** Goal of the exercise **
Can you render the records from the line with "Where can the black" up to and including the line with "<point>425,229</point>" as a Markdown table with the columns Row and Content, giving each line its own numbered row, skipping blank lines and leaving the pictures out?

** Entries **

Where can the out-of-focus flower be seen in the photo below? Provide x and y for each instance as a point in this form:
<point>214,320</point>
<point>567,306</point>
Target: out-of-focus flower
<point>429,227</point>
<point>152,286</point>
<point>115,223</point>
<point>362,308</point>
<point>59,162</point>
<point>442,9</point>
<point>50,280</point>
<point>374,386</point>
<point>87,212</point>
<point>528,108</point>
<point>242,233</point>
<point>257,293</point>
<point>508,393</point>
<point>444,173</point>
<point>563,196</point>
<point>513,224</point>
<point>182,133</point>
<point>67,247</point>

...

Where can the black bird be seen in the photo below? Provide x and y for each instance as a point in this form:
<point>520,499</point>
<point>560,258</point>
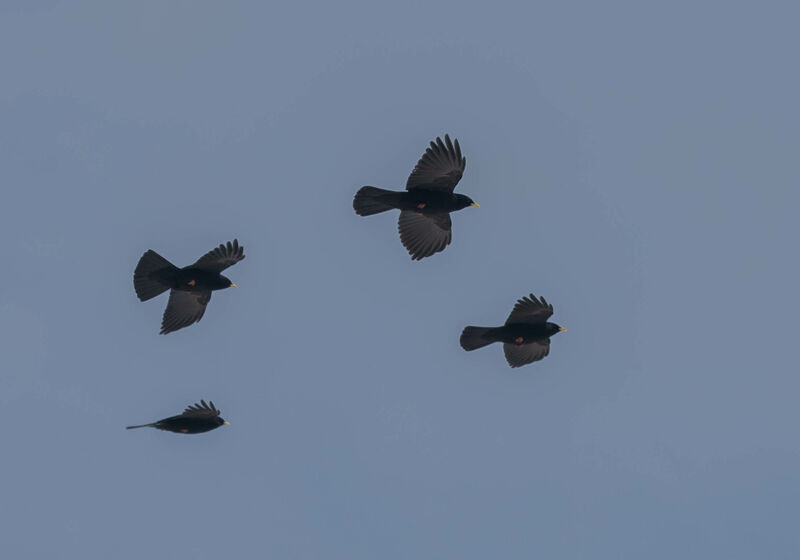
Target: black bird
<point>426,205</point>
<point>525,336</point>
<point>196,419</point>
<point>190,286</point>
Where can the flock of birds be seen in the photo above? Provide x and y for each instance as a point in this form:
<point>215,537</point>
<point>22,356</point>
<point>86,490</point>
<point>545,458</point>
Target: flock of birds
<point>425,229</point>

...

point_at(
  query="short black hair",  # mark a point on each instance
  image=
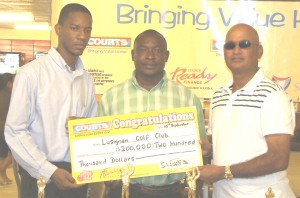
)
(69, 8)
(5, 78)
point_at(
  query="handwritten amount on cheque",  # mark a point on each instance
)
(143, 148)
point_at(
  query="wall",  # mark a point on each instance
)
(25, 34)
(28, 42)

** Finished exercise **
| Row | Content |
|---|---|
| 1 | Where can the black bird be seen in the photo below? Provide x and y for each instance as a point in this form: |
| 2 | <point>520,499</point> |
| 3 | <point>560,258</point> |
| 4 | Target: black bird |
| 5 | <point>426,205</point> |
| 6 | <point>525,336</point> |
| 7 | <point>196,419</point> |
| 8 | <point>190,286</point> |
| 9 | Where can the flock of birds be seen in the photo above? Provide x and y for each instance as a point in this form: |
| 10 | <point>215,537</point> |
| 11 | <point>22,356</point> |
| 12 | <point>86,490</point> |
| 13 | <point>545,458</point> |
| 14 | Target: flock of birds |
| 15 | <point>425,229</point> |